::: DATASET RECORDS :::

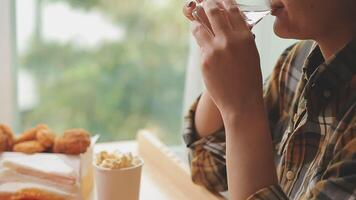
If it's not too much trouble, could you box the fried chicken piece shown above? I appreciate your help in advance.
[0,124,14,153]
[11,188,67,200]
[36,129,55,149]
[53,129,90,155]
[12,140,46,154]
[15,124,49,144]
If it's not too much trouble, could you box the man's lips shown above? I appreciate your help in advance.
[271,2,284,15]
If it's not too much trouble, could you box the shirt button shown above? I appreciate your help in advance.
[286,171,295,181]
[323,90,331,98]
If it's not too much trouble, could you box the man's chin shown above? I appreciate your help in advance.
[273,19,299,39]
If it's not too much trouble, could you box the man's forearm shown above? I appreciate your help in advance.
[224,101,277,200]
[195,92,223,137]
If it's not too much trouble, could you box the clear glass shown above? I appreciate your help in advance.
[192,0,271,31]
[15,0,189,144]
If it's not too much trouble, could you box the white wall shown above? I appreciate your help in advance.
[0,0,16,125]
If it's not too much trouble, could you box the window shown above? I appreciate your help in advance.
[15,0,189,144]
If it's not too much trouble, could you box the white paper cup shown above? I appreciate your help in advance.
[93,158,143,200]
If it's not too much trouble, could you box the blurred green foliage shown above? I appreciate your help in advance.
[19,0,188,144]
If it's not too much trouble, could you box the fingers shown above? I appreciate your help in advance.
[203,0,231,34]
[193,6,214,35]
[183,0,196,21]
[223,0,248,30]
[192,21,214,48]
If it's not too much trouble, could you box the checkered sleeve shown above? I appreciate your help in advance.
[248,117,356,200]
[184,98,227,194]
[183,44,298,194]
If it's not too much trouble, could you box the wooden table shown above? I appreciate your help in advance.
[92,131,221,200]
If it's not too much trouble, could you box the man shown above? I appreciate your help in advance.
[184,0,356,200]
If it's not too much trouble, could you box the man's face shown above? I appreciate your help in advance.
[271,0,356,39]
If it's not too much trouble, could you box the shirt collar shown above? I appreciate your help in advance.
[303,38,356,97]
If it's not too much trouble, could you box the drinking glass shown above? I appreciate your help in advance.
[192,0,271,32]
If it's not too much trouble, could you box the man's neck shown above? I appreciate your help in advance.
[315,28,356,61]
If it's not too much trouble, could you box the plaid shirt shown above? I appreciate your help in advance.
[184,39,356,200]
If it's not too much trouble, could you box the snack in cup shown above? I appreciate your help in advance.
[93,151,143,200]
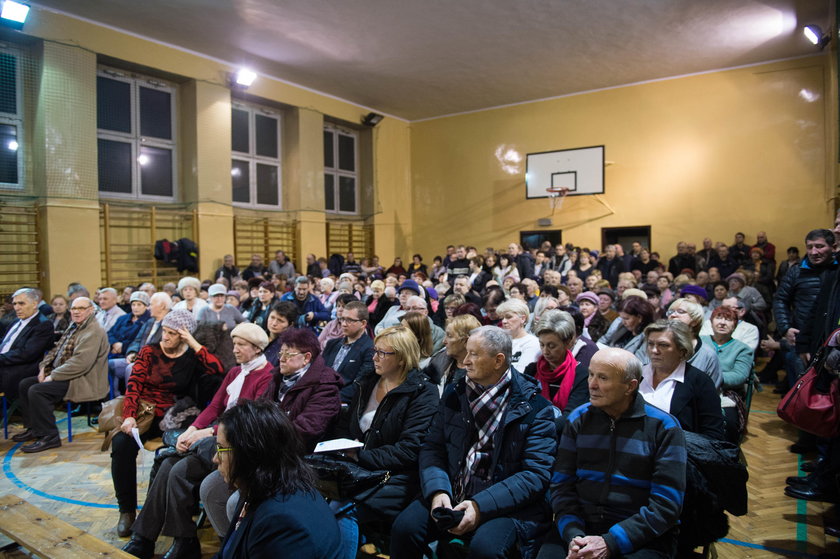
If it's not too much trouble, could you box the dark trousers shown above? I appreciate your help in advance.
[133,454,212,541]
[390,499,520,559]
[537,526,677,559]
[18,377,70,437]
[111,426,161,512]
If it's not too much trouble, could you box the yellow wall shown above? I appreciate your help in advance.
[411,56,833,256]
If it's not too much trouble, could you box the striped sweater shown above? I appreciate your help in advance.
[551,395,686,555]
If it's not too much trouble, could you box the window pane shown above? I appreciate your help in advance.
[254,115,279,158]
[338,134,356,171]
[324,130,335,168]
[96,76,131,134]
[138,146,173,196]
[230,159,251,204]
[0,53,17,114]
[324,174,335,210]
[0,124,19,184]
[98,139,132,194]
[338,177,356,212]
[140,86,172,140]
[230,109,251,153]
[257,163,280,206]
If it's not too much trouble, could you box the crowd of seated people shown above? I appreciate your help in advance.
[0,225,840,559]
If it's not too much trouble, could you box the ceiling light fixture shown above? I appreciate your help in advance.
[230,68,257,89]
[0,0,29,29]
[802,25,831,50]
[362,113,385,128]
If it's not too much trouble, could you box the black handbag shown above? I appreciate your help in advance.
[304,454,391,501]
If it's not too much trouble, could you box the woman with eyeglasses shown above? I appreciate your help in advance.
[111,310,225,537]
[665,298,723,389]
[123,324,273,559]
[200,328,342,535]
[214,400,342,559]
[330,326,439,559]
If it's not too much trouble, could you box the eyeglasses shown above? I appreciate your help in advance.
[665,309,688,316]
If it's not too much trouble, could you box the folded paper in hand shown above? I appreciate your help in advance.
[315,439,365,452]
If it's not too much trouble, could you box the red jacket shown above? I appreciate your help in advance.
[260,355,342,452]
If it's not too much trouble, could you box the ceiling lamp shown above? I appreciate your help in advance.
[0,0,29,29]
[802,25,831,50]
[362,113,385,128]
[230,68,257,89]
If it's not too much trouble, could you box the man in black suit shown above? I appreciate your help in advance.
[0,288,55,400]
[323,301,373,404]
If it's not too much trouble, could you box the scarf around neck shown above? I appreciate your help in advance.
[537,350,577,410]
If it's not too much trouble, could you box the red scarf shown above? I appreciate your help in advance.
[537,351,577,410]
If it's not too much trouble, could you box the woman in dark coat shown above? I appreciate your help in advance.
[331,326,439,559]
[214,400,341,559]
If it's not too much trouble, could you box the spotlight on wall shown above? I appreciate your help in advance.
[230,68,257,89]
[0,0,29,29]
[802,25,831,50]
[362,113,385,128]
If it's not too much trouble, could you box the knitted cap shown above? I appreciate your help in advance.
[128,291,149,307]
[230,322,268,350]
[160,309,195,334]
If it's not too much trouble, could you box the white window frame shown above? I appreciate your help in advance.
[0,42,27,190]
[230,101,283,210]
[96,66,178,202]
[324,122,359,215]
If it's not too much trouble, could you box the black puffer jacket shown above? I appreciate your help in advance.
[773,258,837,353]
[337,369,440,522]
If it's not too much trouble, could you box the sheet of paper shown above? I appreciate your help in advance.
[315,439,365,452]
[131,427,143,449]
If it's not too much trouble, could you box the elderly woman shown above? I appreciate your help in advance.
[111,309,224,537]
[598,295,655,363]
[665,299,723,389]
[331,326,439,559]
[639,320,724,440]
[172,277,207,317]
[201,328,342,535]
[525,310,589,416]
[400,311,434,370]
[214,401,341,559]
[123,324,273,559]
[496,299,540,371]
[245,281,277,333]
[423,314,481,394]
[701,307,753,443]
[196,283,248,330]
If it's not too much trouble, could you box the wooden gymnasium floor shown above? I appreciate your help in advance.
[0,387,840,559]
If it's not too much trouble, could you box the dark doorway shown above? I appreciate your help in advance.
[601,225,650,253]
[519,229,563,250]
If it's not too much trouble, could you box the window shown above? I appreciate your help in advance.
[324,124,359,214]
[96,68,177,200]
[0,43,24,188]
[230,103,281,209]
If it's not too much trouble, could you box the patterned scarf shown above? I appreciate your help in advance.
[455,369,512,503]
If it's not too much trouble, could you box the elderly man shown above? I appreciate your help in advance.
[390,326,557,559]
[280,276,330,334]
[539,348,686,559]
[12,297,109,452]
[96,287,125,334]
[0,288,54,400]
[323,301,373,404]
[268,250,297,279]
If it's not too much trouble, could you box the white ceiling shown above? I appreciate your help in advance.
[31,0,831,120]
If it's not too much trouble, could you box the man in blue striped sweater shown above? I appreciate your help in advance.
[539,348,686,559]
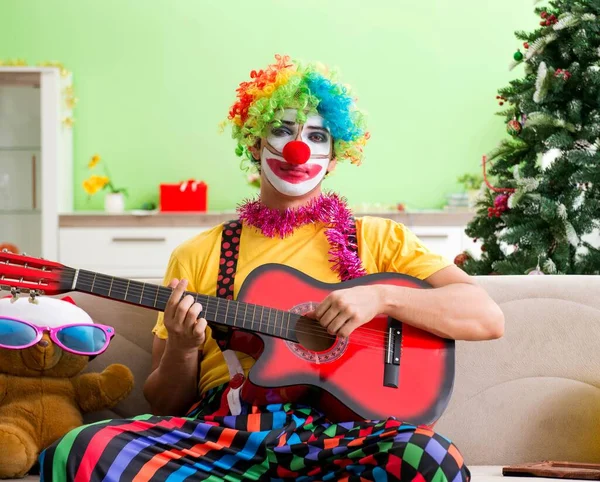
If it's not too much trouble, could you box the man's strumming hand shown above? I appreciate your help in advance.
[305,286,383,337]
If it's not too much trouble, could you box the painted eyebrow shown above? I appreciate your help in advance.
[281,120,329,134]
[306,126,329,134]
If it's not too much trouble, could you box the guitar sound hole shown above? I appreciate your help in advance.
[296,317,336,352]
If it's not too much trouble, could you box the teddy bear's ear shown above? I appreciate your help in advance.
[61,296,77,306]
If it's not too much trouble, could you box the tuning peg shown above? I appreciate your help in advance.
[10,286,21,303]
[29,290,41,305]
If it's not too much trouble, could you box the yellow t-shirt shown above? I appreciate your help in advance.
[152,216,451,393]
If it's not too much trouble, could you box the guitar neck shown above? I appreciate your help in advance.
[68,269,301,342]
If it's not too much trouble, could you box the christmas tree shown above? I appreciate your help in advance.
[455,0,600,275]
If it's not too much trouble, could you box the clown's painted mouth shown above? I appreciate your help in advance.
[266,157,323,184]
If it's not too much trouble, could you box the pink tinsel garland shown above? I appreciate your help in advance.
[237,194,367,281]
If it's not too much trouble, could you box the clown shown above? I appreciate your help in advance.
[43,56,503,482]
[229,56,369,198]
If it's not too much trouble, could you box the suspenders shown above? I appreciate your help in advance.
[211,219,358,415]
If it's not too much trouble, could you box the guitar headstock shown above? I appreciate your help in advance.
[0,250,75,295]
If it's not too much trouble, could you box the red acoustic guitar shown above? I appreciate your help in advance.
[0,252,454,426]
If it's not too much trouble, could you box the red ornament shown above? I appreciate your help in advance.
[282,141,310,164]
[454,253,469,267]
[554,69,571,82]
[506,119,523,136]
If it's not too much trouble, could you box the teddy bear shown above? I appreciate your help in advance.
[0,296,133,478]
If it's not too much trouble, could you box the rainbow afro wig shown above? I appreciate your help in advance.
[228,55,369,165]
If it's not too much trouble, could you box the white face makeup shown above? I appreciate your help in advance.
[260,109,332,197]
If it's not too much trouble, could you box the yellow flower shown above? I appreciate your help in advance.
[83,176,109,196]
[88,154,101,169]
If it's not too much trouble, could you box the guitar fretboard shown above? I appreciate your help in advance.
[68,269,300,342]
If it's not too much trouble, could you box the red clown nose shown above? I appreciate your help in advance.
[283,141,310,164]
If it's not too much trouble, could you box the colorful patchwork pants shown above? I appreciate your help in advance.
[40,385,470,482]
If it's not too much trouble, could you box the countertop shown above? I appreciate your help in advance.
[59,210,474,228]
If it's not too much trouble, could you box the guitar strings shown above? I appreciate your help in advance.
[16,267,404,341]
[74,273,404,336]
[72,273,396,351]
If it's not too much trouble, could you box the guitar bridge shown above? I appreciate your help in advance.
[383,318,402,388]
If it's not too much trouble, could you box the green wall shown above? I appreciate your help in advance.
[0,0,537,210]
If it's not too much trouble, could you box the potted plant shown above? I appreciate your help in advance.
[83,154,127,214]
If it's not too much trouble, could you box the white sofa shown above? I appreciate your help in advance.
[5,276,600,482]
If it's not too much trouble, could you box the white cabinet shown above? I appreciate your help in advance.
[59,226,208,279]
[0,67,73,259]
[409,226,468,261]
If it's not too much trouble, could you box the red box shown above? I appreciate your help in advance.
[160,179,208,212]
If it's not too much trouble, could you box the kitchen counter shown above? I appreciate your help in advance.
[59,210,474,228]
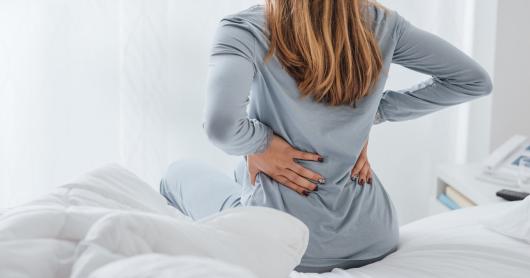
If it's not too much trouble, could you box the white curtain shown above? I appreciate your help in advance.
[0,0,496,223]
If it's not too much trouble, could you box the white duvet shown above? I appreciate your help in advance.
[0,165,530,278]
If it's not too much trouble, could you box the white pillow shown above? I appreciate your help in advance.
[25,163,184,220]
[481,196,530,244]
[89,254,256,278]
[72,207,309,278]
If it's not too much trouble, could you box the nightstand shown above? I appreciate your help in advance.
[429,163,510,214]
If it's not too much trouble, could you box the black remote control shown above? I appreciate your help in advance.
[497,189,530,201]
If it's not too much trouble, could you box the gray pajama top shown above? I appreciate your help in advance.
[203,5,492,267]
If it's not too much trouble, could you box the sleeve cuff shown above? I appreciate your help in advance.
[374,110,385,125]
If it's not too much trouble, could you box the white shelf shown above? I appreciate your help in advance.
[431,163,506,213]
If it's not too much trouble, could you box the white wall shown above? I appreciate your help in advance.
[0,0,496,226]
[491,0,530,148]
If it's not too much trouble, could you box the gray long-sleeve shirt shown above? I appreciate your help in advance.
[204,5,492,267]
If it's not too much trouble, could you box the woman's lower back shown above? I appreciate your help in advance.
[235,159,399,272]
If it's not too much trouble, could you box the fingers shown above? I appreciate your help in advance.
[359,162,372,185]
[351,157,368,179]
[247,159,259,185]
[288,162,326,183]
[292,149,324,162]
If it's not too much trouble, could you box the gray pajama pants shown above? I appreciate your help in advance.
[160,160,396,273]
[160,159,241,220]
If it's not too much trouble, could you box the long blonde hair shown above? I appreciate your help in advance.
[265,0,383,106]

:::

GOAL OF THE EXERCISE
Recast the lines of the material as a JSON list of strings, starting with the line containing "If it's not too much trouble, could you box the potted" and going on through the line containing "[5,276,600,482]", both included. Use one string per line and leave out any blank lines.

ANSWER TO THIS TASK
[
  "If it's not too much trouble, could you box the potted plant shown above? I appreciate your help in advance.",
  "[83,154,127,214]",
  "If it's not too much trouble, could you box the white sofa shown above? I appreciate your help in advance.",
  "[5,276,600,482]"
]